*Exercise directions:*
Give the lines below again exactly, starting with the line that holds "Category: windshield wiper" and going on through the line that holds "Category: van wheel".

BEGIN Data for review

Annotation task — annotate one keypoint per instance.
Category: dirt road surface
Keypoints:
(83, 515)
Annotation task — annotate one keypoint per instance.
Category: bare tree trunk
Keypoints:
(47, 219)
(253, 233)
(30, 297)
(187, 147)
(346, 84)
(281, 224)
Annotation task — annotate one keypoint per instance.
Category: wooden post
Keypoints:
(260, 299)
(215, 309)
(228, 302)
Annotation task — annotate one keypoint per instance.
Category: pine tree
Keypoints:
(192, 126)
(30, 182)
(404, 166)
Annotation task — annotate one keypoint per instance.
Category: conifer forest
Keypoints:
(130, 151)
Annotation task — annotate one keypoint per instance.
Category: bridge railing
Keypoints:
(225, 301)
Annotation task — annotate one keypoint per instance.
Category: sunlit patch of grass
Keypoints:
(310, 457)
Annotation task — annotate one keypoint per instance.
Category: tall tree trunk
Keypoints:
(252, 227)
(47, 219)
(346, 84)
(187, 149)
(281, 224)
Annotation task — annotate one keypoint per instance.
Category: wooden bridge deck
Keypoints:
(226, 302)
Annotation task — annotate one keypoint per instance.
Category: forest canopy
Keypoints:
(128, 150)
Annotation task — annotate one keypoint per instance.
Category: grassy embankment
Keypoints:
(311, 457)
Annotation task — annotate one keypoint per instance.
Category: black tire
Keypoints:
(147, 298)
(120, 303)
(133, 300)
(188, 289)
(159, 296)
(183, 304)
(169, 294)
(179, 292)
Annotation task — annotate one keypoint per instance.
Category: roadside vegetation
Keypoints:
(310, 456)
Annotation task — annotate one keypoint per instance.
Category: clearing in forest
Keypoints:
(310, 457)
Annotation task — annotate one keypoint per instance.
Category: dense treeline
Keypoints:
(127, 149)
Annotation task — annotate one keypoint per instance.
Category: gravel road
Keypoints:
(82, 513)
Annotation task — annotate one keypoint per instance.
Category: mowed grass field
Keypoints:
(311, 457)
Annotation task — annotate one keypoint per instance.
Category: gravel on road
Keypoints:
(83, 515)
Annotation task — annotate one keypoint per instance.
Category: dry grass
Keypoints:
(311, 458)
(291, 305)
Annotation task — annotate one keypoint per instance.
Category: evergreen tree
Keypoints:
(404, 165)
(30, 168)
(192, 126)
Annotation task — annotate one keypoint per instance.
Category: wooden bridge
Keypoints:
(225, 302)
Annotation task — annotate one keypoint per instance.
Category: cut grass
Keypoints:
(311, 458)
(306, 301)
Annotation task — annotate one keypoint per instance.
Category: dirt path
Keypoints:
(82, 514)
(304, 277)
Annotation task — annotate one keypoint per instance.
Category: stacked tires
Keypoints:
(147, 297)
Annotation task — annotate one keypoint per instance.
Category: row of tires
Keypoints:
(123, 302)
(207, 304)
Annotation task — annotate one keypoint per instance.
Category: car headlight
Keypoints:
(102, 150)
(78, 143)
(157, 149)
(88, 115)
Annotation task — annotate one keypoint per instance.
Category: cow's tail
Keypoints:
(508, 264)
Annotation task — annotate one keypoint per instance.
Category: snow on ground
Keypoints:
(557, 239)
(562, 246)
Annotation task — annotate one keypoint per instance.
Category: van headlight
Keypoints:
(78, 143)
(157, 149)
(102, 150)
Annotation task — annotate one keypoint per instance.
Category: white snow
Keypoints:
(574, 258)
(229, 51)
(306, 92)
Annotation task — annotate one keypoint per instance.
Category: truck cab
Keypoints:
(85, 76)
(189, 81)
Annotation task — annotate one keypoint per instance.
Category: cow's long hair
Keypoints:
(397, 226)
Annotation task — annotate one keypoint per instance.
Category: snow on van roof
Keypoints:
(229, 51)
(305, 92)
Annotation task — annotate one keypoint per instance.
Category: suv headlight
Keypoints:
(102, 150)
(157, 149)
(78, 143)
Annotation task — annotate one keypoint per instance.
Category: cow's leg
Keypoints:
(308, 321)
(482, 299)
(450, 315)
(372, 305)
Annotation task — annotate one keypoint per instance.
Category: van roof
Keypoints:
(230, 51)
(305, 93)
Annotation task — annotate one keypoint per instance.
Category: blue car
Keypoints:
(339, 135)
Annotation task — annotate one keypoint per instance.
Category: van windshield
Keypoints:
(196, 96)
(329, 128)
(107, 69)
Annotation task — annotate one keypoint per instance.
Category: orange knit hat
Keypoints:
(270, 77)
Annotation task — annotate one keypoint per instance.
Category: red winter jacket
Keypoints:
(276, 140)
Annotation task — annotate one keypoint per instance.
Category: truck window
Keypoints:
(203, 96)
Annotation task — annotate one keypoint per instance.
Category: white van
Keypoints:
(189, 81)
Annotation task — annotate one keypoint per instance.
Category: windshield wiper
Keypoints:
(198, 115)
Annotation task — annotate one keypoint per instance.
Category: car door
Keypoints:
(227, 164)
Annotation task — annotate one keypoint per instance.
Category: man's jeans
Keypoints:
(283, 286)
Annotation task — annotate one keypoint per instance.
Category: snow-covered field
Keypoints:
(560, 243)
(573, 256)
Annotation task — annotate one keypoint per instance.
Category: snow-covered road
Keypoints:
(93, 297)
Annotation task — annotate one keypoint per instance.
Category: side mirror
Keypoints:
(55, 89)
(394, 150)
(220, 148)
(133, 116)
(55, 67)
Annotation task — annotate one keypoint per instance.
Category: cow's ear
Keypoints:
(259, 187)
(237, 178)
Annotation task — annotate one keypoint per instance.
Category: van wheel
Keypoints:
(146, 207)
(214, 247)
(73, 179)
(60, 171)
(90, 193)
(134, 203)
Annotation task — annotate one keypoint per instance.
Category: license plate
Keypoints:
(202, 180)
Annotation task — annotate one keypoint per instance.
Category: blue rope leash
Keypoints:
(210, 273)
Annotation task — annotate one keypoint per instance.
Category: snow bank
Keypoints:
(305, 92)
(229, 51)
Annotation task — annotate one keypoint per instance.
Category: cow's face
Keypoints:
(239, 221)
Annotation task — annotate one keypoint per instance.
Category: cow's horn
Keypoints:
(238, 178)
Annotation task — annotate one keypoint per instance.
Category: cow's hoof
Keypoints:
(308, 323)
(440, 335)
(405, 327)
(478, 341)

END Data for review

*Answer section:*
Category: windshield wiper
Keypoints:
(198, 115)
Annotation task — annotate one keypoint per instance.
Category: car door
Keypoints:
(227, 164)
Annotation task — annotate one keypoint per instance.
Category: man's jeans
Keypoints:
(283, 286)
Annotation task — annotate one keypoint per instance.
Category: snow-covered field
Keypoints:
(560, 243)
(573, 256)
Annotation task — annotate one keypoint per instance.
Category: snow-covered road
Keypoints:
(93, 297)
Annotation task — annotate one keypoint per instance.
Category: side mirror
Keypoints:
(55, 89)
(394, 150)
(220, 148)
(133, 116)
(55, 67)
Annotation task — annotate one keypoint per instance.
Category: cow's ear
Keypoints:
(259, 187)
(237, 178)
Annotation task — annotate one keypoint per instance.
Category: van wheel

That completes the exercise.